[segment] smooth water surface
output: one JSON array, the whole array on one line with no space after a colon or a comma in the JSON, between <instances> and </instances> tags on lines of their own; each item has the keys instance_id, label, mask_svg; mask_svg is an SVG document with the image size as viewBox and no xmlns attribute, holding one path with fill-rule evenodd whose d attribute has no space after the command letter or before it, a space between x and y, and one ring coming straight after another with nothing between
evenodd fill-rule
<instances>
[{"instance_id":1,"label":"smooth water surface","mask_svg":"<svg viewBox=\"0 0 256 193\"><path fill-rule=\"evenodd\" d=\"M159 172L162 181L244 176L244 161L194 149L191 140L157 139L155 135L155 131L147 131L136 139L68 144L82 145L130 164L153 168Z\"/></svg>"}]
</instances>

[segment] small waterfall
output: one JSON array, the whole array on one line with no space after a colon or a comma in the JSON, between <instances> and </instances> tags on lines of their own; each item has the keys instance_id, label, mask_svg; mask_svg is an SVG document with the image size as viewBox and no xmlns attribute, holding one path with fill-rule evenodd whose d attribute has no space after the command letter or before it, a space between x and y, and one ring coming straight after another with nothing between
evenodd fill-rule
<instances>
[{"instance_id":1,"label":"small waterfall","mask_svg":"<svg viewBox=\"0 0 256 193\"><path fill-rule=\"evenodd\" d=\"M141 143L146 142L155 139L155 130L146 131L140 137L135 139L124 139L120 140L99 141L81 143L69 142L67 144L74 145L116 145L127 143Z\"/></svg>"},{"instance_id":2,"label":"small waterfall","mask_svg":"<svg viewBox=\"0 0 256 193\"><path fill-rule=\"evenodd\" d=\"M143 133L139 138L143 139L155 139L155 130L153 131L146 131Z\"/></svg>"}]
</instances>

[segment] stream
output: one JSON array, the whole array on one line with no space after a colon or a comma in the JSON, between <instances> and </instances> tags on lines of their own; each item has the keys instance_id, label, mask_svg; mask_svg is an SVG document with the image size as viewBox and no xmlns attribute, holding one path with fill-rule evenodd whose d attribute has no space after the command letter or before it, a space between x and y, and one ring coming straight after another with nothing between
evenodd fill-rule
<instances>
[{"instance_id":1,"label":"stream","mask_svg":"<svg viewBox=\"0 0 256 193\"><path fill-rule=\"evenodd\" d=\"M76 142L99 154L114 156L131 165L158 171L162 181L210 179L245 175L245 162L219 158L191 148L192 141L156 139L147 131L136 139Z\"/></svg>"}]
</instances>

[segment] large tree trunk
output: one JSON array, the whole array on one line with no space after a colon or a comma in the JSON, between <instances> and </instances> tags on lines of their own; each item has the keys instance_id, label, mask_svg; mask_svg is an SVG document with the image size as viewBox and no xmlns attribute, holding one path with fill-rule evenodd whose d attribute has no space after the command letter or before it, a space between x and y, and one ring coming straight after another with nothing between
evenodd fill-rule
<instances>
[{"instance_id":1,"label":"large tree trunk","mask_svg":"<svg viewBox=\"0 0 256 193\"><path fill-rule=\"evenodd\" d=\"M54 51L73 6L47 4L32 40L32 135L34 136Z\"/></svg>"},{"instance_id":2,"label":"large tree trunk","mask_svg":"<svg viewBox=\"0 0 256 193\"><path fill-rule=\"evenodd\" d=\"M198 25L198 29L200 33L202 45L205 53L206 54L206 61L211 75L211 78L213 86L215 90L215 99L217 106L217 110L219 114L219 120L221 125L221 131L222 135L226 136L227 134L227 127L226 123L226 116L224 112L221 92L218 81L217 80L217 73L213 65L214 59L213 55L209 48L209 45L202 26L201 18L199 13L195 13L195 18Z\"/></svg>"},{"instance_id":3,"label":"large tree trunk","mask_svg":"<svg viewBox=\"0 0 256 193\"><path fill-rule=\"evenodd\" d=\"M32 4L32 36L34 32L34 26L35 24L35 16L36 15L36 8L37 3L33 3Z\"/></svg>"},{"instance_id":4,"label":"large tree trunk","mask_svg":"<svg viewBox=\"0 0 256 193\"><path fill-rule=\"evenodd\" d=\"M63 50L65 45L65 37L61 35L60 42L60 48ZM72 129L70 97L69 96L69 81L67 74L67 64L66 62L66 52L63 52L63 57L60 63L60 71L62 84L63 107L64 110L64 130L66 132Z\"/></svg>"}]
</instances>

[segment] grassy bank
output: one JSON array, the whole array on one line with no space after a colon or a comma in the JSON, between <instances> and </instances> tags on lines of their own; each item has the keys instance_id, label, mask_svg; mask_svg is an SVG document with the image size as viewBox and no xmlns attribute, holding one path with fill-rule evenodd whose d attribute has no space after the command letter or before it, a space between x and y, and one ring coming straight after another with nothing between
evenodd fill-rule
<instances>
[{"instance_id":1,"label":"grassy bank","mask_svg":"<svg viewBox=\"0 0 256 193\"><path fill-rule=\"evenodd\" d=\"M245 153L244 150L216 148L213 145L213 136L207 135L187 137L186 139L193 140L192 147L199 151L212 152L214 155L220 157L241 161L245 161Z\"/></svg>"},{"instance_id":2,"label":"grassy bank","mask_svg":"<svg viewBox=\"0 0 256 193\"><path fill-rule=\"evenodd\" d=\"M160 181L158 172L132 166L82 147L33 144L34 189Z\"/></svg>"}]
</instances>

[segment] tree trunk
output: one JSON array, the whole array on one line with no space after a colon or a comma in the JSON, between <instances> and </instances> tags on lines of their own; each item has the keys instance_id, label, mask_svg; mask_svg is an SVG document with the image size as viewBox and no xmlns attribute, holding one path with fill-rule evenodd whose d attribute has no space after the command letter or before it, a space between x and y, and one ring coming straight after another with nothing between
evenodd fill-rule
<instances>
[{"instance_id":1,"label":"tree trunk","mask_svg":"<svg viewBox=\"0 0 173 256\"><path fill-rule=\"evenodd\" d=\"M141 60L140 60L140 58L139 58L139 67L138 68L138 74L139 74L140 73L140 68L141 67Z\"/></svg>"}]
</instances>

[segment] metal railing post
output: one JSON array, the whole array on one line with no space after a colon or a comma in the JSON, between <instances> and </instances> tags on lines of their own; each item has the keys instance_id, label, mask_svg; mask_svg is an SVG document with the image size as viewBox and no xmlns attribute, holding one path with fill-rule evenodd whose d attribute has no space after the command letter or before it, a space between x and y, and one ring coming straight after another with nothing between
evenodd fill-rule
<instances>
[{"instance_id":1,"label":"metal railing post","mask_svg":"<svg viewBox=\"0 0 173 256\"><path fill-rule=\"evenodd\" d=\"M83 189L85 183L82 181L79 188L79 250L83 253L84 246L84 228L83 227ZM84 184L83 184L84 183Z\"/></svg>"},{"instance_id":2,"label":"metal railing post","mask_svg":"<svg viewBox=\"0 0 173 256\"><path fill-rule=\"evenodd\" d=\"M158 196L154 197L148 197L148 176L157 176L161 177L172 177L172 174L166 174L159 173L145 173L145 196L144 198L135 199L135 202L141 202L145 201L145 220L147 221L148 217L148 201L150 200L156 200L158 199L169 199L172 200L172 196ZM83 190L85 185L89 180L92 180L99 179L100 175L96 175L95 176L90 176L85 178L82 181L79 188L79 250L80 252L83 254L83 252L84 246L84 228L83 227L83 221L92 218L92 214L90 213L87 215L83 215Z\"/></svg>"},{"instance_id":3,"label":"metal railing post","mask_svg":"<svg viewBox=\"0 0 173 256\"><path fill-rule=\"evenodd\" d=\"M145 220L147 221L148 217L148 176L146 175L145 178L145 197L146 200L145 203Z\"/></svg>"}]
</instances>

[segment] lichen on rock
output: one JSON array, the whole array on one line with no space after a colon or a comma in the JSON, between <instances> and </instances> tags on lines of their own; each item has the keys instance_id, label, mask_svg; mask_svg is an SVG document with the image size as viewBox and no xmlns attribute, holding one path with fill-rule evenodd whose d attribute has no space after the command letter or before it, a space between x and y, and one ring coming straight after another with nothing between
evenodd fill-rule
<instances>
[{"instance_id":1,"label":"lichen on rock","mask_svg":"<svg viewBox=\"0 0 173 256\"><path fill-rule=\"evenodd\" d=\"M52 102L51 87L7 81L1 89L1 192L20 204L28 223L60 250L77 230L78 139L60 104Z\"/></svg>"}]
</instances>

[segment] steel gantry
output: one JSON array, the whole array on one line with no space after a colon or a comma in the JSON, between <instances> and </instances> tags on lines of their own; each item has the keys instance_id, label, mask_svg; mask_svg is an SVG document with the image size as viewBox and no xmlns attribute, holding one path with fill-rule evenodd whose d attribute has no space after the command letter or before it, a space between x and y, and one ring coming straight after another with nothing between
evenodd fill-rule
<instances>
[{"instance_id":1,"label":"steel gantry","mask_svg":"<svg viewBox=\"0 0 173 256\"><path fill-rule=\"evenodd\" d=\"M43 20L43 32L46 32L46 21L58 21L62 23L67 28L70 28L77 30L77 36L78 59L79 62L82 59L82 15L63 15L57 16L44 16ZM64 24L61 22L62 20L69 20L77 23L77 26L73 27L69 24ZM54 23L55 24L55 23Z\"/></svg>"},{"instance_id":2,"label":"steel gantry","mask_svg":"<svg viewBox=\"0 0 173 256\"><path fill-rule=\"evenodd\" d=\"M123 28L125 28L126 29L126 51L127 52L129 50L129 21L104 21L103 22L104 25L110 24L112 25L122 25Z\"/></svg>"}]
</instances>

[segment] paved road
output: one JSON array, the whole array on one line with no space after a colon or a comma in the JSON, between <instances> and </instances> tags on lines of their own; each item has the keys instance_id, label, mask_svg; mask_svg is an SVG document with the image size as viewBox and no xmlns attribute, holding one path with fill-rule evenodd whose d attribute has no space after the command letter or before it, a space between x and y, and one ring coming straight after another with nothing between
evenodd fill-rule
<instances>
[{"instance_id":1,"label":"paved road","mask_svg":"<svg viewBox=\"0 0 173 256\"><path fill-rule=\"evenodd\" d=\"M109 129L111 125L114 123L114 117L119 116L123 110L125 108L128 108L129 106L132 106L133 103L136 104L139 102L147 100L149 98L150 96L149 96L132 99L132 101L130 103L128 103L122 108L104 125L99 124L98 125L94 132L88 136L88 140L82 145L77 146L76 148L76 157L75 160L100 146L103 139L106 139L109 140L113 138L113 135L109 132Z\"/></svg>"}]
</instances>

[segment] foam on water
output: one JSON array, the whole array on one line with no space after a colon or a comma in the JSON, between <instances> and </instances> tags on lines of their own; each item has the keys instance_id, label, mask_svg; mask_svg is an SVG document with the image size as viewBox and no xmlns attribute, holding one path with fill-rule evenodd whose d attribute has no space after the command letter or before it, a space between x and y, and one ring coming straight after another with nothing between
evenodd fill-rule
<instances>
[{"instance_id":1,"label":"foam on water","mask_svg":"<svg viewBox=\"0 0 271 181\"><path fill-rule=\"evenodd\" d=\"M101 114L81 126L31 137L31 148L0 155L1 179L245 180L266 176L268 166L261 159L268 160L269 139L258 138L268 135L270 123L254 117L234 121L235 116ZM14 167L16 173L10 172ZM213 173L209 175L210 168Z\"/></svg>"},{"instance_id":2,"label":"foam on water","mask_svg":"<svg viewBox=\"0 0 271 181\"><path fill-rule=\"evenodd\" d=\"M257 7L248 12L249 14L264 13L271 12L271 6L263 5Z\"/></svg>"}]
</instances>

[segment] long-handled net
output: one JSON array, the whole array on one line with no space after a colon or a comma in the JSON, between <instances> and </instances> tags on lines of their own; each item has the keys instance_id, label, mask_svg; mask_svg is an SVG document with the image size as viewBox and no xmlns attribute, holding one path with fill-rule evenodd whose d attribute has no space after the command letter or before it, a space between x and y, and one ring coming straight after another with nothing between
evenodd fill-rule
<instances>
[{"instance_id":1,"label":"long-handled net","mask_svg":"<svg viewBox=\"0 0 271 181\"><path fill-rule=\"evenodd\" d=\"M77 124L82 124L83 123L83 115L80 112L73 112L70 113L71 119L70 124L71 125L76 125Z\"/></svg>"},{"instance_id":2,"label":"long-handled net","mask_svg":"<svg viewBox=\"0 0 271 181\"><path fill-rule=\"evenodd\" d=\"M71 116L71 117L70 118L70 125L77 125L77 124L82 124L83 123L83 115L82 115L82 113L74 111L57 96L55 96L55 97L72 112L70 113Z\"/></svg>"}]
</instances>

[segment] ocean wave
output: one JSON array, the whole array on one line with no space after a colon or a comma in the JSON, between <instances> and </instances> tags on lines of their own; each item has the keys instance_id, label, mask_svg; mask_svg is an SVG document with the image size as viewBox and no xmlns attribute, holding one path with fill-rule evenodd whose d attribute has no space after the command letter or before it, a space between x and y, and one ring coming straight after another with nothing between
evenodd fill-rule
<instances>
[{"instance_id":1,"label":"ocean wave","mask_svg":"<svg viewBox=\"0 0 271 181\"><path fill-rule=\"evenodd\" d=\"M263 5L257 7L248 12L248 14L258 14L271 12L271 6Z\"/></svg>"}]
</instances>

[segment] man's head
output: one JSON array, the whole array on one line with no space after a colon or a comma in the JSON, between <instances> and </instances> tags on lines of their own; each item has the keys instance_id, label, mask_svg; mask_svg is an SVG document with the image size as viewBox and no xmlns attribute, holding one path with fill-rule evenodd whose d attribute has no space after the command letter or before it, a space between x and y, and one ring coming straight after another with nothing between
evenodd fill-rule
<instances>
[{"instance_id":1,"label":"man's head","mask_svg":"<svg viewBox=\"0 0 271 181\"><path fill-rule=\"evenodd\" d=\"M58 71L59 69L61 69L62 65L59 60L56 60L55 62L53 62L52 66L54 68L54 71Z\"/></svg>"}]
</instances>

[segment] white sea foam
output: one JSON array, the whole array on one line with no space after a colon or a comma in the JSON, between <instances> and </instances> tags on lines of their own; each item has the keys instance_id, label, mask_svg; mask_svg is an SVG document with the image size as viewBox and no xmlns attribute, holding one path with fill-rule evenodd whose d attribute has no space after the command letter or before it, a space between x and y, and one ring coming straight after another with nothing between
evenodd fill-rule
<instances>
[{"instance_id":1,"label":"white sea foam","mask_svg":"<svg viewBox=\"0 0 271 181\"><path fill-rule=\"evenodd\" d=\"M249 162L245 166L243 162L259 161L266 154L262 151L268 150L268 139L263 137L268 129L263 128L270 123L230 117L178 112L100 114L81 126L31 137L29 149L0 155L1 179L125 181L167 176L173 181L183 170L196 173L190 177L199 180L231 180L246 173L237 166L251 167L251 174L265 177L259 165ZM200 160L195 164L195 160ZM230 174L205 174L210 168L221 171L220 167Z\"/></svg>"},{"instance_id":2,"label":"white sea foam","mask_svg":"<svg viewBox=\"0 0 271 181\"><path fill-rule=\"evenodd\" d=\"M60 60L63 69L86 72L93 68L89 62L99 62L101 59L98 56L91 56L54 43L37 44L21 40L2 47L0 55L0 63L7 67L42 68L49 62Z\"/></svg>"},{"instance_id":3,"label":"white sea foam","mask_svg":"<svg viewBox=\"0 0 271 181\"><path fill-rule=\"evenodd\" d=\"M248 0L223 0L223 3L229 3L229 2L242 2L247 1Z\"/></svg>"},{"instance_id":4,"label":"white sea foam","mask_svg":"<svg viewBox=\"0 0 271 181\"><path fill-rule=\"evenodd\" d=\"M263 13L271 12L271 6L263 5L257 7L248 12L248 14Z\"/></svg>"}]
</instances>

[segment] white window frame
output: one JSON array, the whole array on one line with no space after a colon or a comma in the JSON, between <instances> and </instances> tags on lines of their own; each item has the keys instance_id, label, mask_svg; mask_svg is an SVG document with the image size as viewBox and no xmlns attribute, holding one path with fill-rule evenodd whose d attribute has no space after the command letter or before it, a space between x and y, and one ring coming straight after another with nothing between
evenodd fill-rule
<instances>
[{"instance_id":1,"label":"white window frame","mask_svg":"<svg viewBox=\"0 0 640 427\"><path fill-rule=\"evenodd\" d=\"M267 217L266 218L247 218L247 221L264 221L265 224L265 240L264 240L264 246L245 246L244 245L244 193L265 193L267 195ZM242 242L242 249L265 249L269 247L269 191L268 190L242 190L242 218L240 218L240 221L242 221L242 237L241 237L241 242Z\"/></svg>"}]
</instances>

☆ ☆ ☆

Repeat the lines from the one containing "[segment] white window frame" through the end of the entries, inclusive, swapping "whole array" for "entire array" and leaving everything else unchanged.

#### [FULL OUTPUT]
[segment] white window frame
output: one JSON array, the entire array on one line with no space after a colon or a comma in the JSON, between <instances> and </instances> tags on lines of their own; each item has the keys instance_id, label, mask_svg; mask_svg is an SVG document with the image size as viewBox and no xmlns attribute, holding one path with fill-rule evenodd whose d attribute has no space after the command letter or before it, a space between x and y, and one ring coming straight after another with nothing between
evenodd fill-rule
<instances>
[{"instance_id":1,"label":"white window frame","mask_svg":"<svg viewBox=\"0 0 640 427\"><path fill-rule=\"evenodd\" d=\"M267 217L266 218L247 218L247 221L264 221L265 224L265 240L264 240L264 246L245 246L244 245L244 193L265 193L267 195ZM242 242L242 249L265 249L269 247L269 191L268 190L242 190L242 218L240 218L240 221L242 221L242 237L241 237L241 242Z\"/></svg>"}]
</instances>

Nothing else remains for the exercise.